** Opening Study material block **

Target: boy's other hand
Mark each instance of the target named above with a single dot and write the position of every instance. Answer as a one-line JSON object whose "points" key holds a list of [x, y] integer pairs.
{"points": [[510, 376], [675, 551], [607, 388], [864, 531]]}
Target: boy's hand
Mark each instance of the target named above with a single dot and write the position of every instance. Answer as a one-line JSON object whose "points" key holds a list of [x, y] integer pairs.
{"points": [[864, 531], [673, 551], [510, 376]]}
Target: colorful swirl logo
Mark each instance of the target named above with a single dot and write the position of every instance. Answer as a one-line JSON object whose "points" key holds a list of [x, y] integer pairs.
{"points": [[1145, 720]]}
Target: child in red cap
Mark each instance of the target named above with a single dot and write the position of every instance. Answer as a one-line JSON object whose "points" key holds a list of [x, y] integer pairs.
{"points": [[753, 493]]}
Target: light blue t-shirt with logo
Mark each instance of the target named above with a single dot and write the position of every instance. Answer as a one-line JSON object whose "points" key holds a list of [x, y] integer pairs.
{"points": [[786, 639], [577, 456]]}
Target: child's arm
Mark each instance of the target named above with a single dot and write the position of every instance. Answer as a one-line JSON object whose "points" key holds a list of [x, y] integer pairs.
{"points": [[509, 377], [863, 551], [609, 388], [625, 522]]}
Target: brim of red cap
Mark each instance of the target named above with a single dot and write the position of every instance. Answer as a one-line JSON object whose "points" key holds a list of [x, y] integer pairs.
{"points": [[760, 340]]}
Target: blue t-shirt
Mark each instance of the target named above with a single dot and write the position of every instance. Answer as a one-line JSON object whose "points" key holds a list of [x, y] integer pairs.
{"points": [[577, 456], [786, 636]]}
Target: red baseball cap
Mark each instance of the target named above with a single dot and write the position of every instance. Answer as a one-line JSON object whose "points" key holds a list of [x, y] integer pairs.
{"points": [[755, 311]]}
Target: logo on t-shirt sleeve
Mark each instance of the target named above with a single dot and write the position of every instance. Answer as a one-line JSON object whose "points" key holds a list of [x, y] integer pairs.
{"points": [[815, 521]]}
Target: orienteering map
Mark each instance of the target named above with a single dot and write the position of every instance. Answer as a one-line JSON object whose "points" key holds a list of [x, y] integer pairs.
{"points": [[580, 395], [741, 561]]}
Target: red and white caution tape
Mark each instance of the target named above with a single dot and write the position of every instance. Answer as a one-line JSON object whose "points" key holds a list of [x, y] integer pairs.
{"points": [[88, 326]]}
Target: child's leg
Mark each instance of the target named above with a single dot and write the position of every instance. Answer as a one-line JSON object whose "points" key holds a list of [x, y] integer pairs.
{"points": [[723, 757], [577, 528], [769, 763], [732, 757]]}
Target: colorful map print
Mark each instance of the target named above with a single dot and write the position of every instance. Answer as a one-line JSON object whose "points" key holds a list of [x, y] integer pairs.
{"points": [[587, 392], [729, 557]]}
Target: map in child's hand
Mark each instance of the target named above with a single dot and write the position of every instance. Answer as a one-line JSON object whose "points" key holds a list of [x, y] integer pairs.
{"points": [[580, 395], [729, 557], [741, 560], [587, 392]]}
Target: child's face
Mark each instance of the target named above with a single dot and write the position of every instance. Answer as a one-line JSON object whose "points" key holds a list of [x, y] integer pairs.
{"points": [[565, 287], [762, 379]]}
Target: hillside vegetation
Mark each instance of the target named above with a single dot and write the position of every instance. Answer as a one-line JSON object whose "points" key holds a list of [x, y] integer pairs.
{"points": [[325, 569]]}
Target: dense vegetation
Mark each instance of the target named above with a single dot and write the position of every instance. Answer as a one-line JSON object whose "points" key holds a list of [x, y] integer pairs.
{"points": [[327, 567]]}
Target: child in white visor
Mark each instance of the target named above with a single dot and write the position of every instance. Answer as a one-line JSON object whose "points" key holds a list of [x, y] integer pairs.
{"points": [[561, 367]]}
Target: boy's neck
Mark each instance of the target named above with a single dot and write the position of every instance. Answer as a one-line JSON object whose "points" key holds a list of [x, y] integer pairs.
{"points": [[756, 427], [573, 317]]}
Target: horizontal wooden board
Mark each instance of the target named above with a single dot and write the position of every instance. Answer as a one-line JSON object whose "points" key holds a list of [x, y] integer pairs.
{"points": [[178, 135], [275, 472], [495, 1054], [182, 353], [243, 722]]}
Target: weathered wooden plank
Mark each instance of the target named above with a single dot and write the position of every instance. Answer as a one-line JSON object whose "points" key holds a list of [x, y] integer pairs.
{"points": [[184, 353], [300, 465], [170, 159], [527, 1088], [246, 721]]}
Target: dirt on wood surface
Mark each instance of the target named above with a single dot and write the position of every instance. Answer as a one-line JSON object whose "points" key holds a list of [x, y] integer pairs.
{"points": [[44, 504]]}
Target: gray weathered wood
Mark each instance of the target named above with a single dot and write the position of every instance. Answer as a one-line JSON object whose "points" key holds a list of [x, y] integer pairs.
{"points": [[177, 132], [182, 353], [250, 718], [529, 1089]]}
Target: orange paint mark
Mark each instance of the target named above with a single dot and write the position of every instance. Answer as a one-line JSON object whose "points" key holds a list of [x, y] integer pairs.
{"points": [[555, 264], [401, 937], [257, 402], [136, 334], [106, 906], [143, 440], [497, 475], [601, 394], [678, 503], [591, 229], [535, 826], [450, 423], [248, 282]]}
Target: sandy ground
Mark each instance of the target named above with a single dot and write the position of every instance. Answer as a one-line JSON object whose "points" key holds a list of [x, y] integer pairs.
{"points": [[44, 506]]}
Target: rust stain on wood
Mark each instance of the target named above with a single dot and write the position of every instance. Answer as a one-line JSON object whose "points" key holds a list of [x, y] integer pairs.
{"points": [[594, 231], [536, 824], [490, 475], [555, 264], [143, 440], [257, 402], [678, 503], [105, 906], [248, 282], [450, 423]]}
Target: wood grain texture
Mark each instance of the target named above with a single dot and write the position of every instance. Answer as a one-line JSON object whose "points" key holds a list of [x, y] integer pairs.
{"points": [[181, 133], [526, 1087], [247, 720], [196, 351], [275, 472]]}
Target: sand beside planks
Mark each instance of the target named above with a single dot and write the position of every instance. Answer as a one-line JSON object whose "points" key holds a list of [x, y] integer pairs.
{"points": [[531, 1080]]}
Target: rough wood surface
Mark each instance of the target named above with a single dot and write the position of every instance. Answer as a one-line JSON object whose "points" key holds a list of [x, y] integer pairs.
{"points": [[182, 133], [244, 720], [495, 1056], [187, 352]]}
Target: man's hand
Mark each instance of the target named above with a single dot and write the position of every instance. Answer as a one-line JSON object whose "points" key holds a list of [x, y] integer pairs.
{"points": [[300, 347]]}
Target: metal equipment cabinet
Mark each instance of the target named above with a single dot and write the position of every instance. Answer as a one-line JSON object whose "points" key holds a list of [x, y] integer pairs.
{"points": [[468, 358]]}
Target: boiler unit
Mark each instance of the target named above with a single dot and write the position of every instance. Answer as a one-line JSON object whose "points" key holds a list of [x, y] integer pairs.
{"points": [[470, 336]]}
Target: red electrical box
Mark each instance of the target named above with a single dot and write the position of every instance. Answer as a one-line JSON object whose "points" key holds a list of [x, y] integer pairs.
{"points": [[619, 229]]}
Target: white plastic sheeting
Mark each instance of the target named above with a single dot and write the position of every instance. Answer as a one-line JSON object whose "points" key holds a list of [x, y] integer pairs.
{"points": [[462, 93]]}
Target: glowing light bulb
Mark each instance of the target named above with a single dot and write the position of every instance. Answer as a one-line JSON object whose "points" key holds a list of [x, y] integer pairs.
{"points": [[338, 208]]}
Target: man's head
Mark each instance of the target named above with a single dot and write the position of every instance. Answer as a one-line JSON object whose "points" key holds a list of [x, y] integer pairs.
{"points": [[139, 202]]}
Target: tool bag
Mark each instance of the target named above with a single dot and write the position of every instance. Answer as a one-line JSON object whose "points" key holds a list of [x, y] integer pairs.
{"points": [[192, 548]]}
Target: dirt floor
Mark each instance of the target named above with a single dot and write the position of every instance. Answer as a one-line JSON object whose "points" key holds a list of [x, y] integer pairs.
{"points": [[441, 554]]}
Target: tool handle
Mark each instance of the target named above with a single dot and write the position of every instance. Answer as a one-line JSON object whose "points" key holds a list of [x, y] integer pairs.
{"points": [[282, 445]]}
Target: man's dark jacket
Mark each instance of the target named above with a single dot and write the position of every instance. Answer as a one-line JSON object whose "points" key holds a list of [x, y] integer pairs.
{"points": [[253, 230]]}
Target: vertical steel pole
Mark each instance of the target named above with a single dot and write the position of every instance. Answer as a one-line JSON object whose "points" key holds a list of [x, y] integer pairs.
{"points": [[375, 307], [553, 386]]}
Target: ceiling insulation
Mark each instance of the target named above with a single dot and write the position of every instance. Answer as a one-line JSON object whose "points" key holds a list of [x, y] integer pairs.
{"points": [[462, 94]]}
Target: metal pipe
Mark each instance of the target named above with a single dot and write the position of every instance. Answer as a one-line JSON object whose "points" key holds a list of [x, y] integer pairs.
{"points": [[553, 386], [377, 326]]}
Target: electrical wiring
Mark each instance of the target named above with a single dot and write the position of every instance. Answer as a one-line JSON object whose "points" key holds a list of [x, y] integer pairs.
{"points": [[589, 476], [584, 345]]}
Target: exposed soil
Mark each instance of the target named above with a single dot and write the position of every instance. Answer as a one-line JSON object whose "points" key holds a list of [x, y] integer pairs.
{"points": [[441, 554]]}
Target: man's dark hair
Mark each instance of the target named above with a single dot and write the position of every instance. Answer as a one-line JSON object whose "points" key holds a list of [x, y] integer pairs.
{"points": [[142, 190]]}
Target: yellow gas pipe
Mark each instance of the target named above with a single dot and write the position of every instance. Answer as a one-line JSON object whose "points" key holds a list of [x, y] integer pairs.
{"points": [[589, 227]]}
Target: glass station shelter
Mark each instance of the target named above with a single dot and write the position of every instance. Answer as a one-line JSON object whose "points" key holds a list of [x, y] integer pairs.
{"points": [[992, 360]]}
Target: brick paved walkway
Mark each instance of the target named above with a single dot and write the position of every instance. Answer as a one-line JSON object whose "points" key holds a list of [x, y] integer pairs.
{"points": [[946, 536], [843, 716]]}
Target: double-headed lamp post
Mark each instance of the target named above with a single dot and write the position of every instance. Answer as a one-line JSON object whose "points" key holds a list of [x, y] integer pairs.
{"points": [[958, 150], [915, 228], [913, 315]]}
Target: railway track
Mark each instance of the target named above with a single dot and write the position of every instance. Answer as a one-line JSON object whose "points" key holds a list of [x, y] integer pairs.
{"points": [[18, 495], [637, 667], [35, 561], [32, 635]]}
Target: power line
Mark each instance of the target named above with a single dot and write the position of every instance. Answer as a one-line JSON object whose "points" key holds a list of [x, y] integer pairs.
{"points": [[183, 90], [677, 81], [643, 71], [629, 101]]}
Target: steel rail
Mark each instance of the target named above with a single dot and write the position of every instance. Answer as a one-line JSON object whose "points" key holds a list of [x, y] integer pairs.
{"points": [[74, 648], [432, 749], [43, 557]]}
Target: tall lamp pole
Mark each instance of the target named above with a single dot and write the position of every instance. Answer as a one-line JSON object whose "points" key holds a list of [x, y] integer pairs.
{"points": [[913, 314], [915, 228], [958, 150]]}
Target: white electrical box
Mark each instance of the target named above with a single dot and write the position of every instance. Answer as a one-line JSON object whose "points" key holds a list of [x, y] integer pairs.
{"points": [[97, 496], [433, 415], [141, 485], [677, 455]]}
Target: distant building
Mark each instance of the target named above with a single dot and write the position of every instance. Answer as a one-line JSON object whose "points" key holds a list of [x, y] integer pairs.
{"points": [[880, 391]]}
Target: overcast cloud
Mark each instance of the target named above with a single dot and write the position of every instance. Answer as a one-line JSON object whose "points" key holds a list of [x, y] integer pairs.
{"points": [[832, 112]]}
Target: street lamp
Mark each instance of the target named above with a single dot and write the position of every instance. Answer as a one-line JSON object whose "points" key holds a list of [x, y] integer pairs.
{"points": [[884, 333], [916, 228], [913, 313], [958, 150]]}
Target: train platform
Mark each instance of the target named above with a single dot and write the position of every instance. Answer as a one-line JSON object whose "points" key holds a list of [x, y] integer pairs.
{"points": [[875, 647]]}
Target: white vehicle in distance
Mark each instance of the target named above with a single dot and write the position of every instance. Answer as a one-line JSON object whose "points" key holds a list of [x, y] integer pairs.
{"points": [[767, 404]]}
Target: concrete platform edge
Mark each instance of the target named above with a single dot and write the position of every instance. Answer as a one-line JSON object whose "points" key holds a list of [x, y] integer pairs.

** Closing Study material block **

Required work: After locating the line holding "Target: white plastic sheeting" above, output exactly that line and every line after it through the line holding "Target: glowing light bulb". Include nothing else.

Reply to the task:
Target: white plastic sheeting
Mark each instance of the target named above with a single dot and write the position of every instance. Answer as a one-line JSON object whose "points" key holds a list of [x, y] integer pairs.
{"points": [[462, 93]]}
Target: glowing light bulb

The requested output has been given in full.